### Data shown ###

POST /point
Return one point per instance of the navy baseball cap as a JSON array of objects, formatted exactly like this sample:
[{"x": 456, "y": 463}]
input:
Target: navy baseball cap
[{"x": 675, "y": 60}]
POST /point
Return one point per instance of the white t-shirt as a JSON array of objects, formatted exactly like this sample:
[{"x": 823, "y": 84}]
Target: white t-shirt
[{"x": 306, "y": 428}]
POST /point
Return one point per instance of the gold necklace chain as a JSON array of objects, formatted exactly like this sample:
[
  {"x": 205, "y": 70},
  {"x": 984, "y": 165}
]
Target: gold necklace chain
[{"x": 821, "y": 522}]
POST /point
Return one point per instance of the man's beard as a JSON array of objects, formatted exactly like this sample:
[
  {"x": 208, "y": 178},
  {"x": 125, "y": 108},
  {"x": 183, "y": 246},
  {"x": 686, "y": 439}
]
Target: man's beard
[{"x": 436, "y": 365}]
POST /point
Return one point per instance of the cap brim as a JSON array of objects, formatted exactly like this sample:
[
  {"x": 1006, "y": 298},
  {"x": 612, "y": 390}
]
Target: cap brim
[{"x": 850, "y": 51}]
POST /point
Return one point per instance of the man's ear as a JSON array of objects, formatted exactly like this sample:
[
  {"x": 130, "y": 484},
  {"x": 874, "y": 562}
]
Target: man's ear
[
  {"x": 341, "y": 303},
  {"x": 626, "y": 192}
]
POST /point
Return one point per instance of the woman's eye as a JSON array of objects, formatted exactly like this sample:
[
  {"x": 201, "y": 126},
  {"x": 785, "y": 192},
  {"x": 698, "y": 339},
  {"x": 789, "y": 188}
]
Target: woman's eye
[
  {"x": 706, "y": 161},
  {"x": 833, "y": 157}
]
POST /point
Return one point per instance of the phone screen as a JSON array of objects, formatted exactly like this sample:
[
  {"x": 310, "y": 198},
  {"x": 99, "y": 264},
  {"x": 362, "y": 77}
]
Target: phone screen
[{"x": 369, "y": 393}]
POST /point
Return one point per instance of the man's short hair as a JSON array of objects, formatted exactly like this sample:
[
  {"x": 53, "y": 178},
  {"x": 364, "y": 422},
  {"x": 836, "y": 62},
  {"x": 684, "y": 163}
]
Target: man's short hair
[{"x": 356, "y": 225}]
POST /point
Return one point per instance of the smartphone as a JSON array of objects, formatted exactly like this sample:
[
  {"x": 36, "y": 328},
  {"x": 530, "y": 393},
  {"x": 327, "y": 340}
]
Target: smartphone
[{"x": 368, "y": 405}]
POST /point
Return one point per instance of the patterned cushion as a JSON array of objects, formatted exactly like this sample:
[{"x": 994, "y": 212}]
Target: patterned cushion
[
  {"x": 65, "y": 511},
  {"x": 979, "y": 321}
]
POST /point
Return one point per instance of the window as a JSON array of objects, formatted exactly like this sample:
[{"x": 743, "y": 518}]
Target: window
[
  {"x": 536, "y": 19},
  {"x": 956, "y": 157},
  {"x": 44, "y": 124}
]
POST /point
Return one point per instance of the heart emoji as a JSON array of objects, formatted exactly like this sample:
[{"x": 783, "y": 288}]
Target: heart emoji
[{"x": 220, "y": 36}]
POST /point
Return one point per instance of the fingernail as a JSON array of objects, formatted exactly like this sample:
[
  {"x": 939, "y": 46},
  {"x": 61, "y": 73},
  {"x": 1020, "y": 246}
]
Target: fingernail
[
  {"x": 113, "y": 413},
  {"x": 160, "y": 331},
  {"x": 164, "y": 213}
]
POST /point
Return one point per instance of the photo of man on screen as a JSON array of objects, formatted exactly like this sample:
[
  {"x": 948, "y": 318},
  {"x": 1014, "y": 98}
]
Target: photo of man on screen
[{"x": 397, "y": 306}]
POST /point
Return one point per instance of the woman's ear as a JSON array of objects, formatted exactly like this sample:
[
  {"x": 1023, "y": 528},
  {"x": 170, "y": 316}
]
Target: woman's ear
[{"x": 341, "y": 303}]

###

▶ _What is required_
List every line in the listing above that contains the word "white", copying each one in full.

▶ _Output of the exercise_
Return one point per instance of the white t-shirt as a JSON array of objects, formatted exactly like this sample:
Target: white t-shirt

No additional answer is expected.